TASK GOAL:
Line by line, copy out the data that follows.

[Data excerpts]
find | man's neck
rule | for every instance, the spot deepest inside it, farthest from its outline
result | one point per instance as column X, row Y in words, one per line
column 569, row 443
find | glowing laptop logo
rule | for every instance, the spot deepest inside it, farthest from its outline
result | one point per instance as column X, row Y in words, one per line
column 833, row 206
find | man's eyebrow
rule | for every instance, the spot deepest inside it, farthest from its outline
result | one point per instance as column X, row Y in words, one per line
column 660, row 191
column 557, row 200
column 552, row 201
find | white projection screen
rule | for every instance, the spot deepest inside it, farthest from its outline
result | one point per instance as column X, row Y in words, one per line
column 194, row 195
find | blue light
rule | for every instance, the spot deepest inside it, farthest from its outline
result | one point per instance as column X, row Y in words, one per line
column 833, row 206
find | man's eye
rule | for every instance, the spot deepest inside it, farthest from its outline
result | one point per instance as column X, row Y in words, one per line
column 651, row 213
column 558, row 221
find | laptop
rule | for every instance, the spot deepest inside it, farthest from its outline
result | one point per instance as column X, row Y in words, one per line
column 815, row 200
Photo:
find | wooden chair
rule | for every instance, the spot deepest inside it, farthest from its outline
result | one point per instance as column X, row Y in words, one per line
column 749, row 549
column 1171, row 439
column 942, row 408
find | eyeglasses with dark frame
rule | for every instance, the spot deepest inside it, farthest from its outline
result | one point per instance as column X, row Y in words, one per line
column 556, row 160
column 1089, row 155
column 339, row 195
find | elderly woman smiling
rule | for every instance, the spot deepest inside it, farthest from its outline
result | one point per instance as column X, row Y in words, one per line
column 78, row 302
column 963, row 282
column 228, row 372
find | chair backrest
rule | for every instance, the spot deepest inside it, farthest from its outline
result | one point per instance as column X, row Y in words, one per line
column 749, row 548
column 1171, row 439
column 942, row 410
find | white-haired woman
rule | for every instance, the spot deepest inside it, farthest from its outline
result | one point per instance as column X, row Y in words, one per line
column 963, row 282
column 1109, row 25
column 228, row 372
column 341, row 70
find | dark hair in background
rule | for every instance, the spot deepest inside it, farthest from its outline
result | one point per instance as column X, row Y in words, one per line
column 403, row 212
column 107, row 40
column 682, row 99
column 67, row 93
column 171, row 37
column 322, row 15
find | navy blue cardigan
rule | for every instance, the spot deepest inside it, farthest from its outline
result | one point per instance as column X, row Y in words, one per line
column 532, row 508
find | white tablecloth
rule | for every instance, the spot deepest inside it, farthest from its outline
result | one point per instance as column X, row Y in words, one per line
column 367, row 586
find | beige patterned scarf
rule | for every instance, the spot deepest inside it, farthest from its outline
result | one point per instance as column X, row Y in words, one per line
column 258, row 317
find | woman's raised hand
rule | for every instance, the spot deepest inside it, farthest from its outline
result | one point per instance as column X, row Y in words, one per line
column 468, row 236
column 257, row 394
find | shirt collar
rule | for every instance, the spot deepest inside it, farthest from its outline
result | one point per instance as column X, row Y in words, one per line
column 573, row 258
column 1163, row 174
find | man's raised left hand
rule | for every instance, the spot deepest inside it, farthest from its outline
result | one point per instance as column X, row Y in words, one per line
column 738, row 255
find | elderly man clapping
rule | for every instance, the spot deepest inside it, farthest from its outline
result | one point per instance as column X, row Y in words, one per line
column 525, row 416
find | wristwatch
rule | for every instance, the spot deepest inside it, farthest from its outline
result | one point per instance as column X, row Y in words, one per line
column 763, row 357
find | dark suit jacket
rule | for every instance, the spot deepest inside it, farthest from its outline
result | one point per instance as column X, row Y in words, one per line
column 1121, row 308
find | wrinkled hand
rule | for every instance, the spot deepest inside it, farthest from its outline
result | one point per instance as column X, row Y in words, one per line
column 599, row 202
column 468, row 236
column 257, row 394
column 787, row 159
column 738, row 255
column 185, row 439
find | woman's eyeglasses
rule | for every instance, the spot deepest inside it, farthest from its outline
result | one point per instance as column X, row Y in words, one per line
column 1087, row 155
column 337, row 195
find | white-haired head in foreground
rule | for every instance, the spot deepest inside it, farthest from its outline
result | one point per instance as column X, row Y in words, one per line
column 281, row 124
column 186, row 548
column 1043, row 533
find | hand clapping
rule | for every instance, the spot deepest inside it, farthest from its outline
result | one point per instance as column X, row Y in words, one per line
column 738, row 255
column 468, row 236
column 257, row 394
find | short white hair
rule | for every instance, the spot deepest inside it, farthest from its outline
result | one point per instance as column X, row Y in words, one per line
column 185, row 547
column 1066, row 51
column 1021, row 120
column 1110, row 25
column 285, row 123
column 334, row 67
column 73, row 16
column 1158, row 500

RESULT:
find | man's neck
rule | for every instance, the spot deepest inside it, farthest from its outline
result | one point per instance as column X, row Y in words, one per line
column 569, row 443
find | glowing laptop logo
rule | for every instance, the spot deepest inside it, farthest from its outline
result | one point per instance as column X, row Y in words, one per line
column 833, row 206
find | man's eyebrow
rule | for every instance, the spot deepest inside it, farthest from its outline
result | one point per instance as column X, row Y in words, one per line
column 660, row 191
column 557, row 200
column 552, row 201
find | white projection screen
rule | for every instance, the spot deepest inside it, farthest from its outline
result | one point per instance as column X, row Y in words, one per line
column 194, row 195
find | blue light
rule | for every instance, the spot deepest inside it, farthest from its outline
result | one point per instance as column X, row Y in words, one per line
column 833, row 206
find | man's eye
rule | for every instance, the spot deepest inside it, farthest from its outline
result | one point per instance as column X, row Y in words, one per line
column 651, row 213
column 558, row 221
find | laptop
rule | for every instance, the spot deepest inside it, farthest from its outline
result | one point per instance as column X, row Y in words, one per line
column 815, row 200
Photo:
find | wooden chair
rule | for every instance, the spot deepest inside it, farthest from its outline
result | one point per instance as column X, row Y in words, one per line
column 749, row 549
column 1171, row 439
column 942, row 408
find | eyeglasses with dark frame
rule | for every instance, the spot deepest inside it, farthest from its outline
result | one point per instance as column X, row Y in words, one per line
column 556, row 160
column 1089, row 155
column 339, row 195
find | elderly woman smiling
rule | for every instance, the spot deepest inside it, farthest from its outline
result | one point per instance as column X, row Y in words, one per line
column 78, row 302
column 963, row 282
column 228, row 372
find | chair backrest
rule | for every instance, the spot deepest inside it, farthest from its outline
result | one point per instance as column X, row Y in words, one per line
column 749, row 548
column 1171, row 439
column 942, row 410
find | white-haired woman
rule | for every instance, the spot deepest inside it, farthest from its outline
result | one point per instance as column X, row Y in words, one per line
column 963, row 282
column 1109, row 25
column 228, row 372
column 341, row 70
find | dark hair in background
rule | for every instance, the spot deepest inside it, farthest from its outline
result | one point per instance as column X, row Y in words, one per line
column 403, row 212
column 107, row 40
column 682, row 99
column 67, row 93
column 171, row 37
column 322, row 15
find | navy blue cardigan
rule | for every instance, the spot deepest inside it, farthest from its outline
result | one point per instance as column X, row Y in words, one per line
column 532, row 508
find | white tablecloth
rule | for every instance, the spot deepest inside it, farthest from its outline
result | one point per instance as column X, row Y in words, one per line
column 367, row 586
find | beige patterned scarf
rule | for every instance, the spot deepest inside it, farthest from its outline
result | one point per instance as column X, row Y in words, one per line
column 258, row 317
find | woman's raised hand
rule | for every instance, the spot deepest inside it, farthest from its outline
result | one point per instance as column X, row Y in words, one per line
column 468, row 236
column 257, row 394
find | shirt collar
rule | for every instance, the spot deepest inside it, farthest from its outline
result | one point per instance as column X, row Y in words, one per line
column 573, row 258
column 1163, row 174
find | man's raised left hand
rule | for every instance, the spot deepest inside it, farthest from its outline
result | one point per instance as column X, row Y in words, one per line
column 738, row 255
find | elderly man clapping
rule | for every instance, the spot deepest inside it, farthest from its outline
result | one point per instance as column X, row Y in words, one per line
column 525, row 416
find | wristwatch
rule | for every instance, the spot deepest inside it, farthest from its outline
result | one point per instance as column X, row Y in words, one per line
column 763, row 357
find | dark suit jacket
rule | for every instance, the spot deepest inside it, farthest from its outline
result | one point per instance as column X, row Y in words, one per line
column 1121, row 308
find | wrinkled hand
rule | for every instance, the spot deepest inside it, farthest from its outline
result | one point per instance as column X, row Y in words, one per line
column 599, row 202
column 468, row 236
column 257, row 394
column 787, row 159
column 738, row 255
column 185, row 439
find | woman's eyeglasses
rule | for every instance, the spot deepest inside it, farthest from its outline
result | one point per instance as column X, row Y in words, one per line
column 1087, row 155
column 337, row 195
find | white-haired head in foreground
rule | for every instance, the spot deepest inside it, farthest from its outline
result | one point per instance as column X, row Y in words, one per line
column 281, row 124
column 186, row 548
column 1043, row 533
find | hand clapping
rule | for every instance, the spot deepest inside it, farthest from its outline
result | one point per instance as column X, row Y in words, one per line
column 738, row 255
column 468, row 236
column 257, row 394
find | short white hair
rule | for every instance, the spot deepest inside it, farthest from its outline
result | one point per instance as column X, row Y in words, one per line
column 185, row 547
column 1066, row 51
column 1021, row 120
column 1110, row 25
column 285, row 123
column 334, row 67
column 73, row 16
column 1158, row 500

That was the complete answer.